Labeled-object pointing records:

..........

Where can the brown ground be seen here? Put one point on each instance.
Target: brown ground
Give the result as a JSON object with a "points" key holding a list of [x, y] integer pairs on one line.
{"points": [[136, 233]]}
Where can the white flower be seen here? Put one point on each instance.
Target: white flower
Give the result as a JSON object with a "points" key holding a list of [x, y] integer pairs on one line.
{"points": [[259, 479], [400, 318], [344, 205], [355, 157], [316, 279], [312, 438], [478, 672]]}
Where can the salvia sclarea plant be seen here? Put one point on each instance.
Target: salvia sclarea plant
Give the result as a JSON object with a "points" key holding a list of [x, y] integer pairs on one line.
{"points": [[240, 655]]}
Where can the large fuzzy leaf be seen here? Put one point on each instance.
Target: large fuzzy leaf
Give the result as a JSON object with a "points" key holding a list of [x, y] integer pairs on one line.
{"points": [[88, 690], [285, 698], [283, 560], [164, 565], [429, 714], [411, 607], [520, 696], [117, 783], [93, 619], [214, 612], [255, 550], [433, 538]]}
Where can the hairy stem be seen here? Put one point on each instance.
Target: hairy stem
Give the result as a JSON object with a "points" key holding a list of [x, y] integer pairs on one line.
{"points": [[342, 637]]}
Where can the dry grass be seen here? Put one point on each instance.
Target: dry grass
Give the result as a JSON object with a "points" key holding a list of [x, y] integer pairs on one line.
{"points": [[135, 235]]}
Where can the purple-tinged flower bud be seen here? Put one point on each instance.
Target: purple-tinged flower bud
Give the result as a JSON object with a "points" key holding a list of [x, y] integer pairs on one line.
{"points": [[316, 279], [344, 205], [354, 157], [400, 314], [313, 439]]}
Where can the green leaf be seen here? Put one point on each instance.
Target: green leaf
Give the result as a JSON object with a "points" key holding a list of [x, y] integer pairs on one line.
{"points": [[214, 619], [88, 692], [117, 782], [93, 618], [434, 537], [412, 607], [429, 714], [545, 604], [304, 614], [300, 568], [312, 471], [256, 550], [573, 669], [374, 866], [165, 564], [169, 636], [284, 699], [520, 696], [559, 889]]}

..........

__Exercise directions__
Output every line of the records above as a numbered list, skipping any blank lines.

__The output__
1. Where can the brown ground be seen here? Put one point on each instance.
2. Target: brown ground
3. Give the result as a JSON object with a "points" key holding a list of [x, y] integer pairs on one line.
4. {"points": [[136, 233]]}
5. Where can the white flower be seen here? Put one point on each instance.
6. Target: white flower
7. Give the result as a JSON object with a "points" key holding a list of [x, y] integer pairs on one line.
8. {"points": [[259, 479], [400, 318], [344, 205], [355, 157], [316, 279], [312, 438], [478, 672]]}
9. Where can the salvia sclarea plant be seen here? Put one point on each instance.
10. Target: salvia sclarea plant
11. Give the result as a JSON object with a "points" key holding a list of [x, y] integer pairs on one line.
12. {"points": [[240, 655]]}
13. Where can the large fuzzy leaf be seen here? Put one point on each instance.
14. Target: large fuzzy leaf
15. Give the result as a JSON object with a "points" key holding a list of [x, y] integer pairs on one line.
16. {"points": [[88, 690], [285, 698], [283, 560], [164, 565], [429, 714], [411, 607], [520, 696], [117, 783], [93, 619], [214, 612], [255, 550], [433, 538]]}
17. Where can the hairy stem be seen here? Put one point on each instance.
18. Target: hairy stem
19. Give the result as a JSON object with a "points" key holding a list of [x, y] integer pairs on one line.
20. {"points": [[342, 637]]}
21. Where can the dry grass be seen here? Put one point on each instance.
22. Target: dry grass
23. Give the result as a JSON object with a "points" key holding a list of [x, y] integer pairs on one line.
24. {"points": [[135, 235]]}
25. Where can the purple-tinged flower bud be seen here? Put one point on each instance.
26. Target: purple-tinged flower bud
27. Give the result as a JSON object with a "points" key holding a list of [x, y] integer pairs on one line.
28. {"points": [[316, 279], [344, 205], [354, 157], [400, 314], [313, 439]]}
29. Where can the green leaf be seen here? Put one point on each instance.
30. Target: green leaf
31. Give the result as a JSON object with a "points" key holding a list of [x, y] integer pairs on one line.
32. {"points": [[214, 619], [88, 692], [117, 782], [93, 618], [434, 537], [412, 607], [429, 714], [545, 604], [304, 614], [300, 568], [312, 471], [256, 550], [573, 669], [374, 866], [165, 564], [169, 636], [284, 699], [520, 696], [559, 889]]}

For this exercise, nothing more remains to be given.